_PROBLEM REQUIREMENTS_:
The full set of entries below is to be returned unchanged.

[Collection entries]
....

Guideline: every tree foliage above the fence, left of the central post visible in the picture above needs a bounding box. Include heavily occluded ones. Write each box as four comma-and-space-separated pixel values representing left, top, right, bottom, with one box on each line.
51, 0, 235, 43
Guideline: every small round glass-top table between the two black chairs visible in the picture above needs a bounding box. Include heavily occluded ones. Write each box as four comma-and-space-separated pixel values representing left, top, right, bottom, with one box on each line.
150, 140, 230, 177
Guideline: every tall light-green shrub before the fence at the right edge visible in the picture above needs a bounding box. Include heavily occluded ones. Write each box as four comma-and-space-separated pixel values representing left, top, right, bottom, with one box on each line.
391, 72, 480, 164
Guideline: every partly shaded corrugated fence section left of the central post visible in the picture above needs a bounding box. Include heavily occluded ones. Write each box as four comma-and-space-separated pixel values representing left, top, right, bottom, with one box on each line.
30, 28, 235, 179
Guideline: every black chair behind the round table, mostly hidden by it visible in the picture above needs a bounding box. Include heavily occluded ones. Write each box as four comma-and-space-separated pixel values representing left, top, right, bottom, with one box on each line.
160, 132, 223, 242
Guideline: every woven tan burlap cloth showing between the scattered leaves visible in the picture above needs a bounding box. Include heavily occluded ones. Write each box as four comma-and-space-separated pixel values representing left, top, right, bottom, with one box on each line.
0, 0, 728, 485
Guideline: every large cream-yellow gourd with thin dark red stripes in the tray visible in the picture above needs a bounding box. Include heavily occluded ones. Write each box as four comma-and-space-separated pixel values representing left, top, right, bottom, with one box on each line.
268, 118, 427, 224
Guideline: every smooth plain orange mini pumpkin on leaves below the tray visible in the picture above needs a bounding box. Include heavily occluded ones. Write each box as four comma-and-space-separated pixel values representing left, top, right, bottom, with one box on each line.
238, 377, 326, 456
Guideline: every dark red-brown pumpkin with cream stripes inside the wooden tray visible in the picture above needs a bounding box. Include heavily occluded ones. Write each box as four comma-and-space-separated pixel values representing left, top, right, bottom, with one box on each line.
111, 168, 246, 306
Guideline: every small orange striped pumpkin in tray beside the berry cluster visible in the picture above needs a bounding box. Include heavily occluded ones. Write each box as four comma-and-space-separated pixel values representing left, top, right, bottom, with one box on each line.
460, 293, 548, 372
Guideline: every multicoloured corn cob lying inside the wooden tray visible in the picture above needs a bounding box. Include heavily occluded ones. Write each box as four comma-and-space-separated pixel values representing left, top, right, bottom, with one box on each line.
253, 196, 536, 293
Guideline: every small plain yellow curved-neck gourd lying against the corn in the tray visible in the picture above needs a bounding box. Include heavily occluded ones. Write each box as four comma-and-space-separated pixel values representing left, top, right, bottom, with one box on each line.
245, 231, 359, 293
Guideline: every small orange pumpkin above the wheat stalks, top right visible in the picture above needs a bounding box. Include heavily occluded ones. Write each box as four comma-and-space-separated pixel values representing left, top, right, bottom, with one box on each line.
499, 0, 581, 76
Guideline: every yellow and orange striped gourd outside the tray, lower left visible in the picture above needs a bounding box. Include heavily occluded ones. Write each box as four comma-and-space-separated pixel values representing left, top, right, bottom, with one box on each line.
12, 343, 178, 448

....

_EXERCISE SOLUTION_:
Guideline: every tree foliage above the fence, left of the central post visible in the picture above needs a bounding box. Include heavily occluded ones. Write each box as four comma-and-space-separated pixel values representing left, top, right, bottom, with one box on each line.
51, 0, 235, 43
Guideline: every small round glass-top table between the two black chairs visible in the picture above needs a bounding box. Include heavily occluded ones. Write each box as four comma-and-space-separated pixel values representing left, top, right, bottom, with one box on each line.
150, 140, 230, 177
Guideline: every tall light-green shrub before the fence at the right edge visible in the picture above needs a bounding box. Include heavily occluded ones. Write each box as four comma-and-space-separated pixel values representing left, top, right, bottom, with one box on each line.
391, 72, 480, 164
Guideline: every partly shaded corrugated fence section left of the central post visible in the picture above needs a bounding box. Include heavily occluded ones. Write each box as four comma-and-space-separated pixel values representing left, top, right, bottom, with one box on each line.
30, 28, 235, 179
Guideline: every black chair behind the round table, mostly hidden by it visible in the picture above needs a bounding box. Include heavily occluded ones. Write each box as four comma-and-space-separated pixel values representing left, top, right, bottom, with one box on each line.
160, 132, 223, 242
Guideline: every woven tan burlap cloth showing between the scattered leaves visible in the picture above needs a bounding box. Include heavily occluded ones. Write each box as four comma-and-space-separated pixel values representing left, top, right, bottom, with one box on each line.
0, 0, 728, 485
Guideline: every large cream-yellow gourd with thin dark red stripes in the tray visible in the picture above needs a bounding box. Include heavily occluded ones. Write each box as four comma-and-space-separated pixel values representing left, top, right, bottom, with one box on each line.
268, 118, 427, 224
Guideline: every smooth plain orange mini pumpkin on leaves below the tray visible in the picture above needs a bounding box. Include heavily occluded ones. Write each box as four comma-and-space-separated pixel values representing left, top, right, bottom, with one box on each line.
238, 377, 326, 456
Guideline: every dark red-brown pumpkin with cream stripes inside the wooden tray visible in the picture above needs a bounding box. Include heavily occluded ones. Write each box as four comma-and-space-separated pixel values representing left, top, right, bottom, with one box on each line.
111, 168, 246, 306
Guideline: every small orange striped pumpkin in tray beside the berry cluster visible in the picture above needs a bounding box. Include heavily occluded ones. Write each box as four comma-and-space-separated pixel values representing left, top, right, bottom, with one box on each line.
460, 293, 548, 372
Guideline: every multicoloured corn cob lying inside the wooden tray visible in the picture above needs a bounding box. Include heavily occluded ones. Write each box as four comma-and-space-separated pixel values representing left, top, right, bottom, with one box on each line.
253, 196, 536, 293
Guideline: every small plain yellow curved-neck gourd lying against the corn in the tray visible in the picture above needs a bounding box. Include heavily occluded ones. Write each box as four comma-and-space-separated pixel values representing left, top, right, bottom, with one box on each line.
245, 231, 359, 293
Guideline: every small orange pumpkin above the wheat stalks, top right visible in the picture above needs a bounding box. Include heavily occluded ones. Write each box as four comma-and-space-separated pixel values representing left, top, right, bottom, with one box on each line.
499, 0, 581, 76
Guideline: every yellow and orange striped gourd outside the tray, lower left visible in the picture above needs a bounding box. Include heavily occluded ones. Write each box as four comma-and-space-separated pixel values representing left, top, right, bottom, with one box on each line.
12, 343, 178, 448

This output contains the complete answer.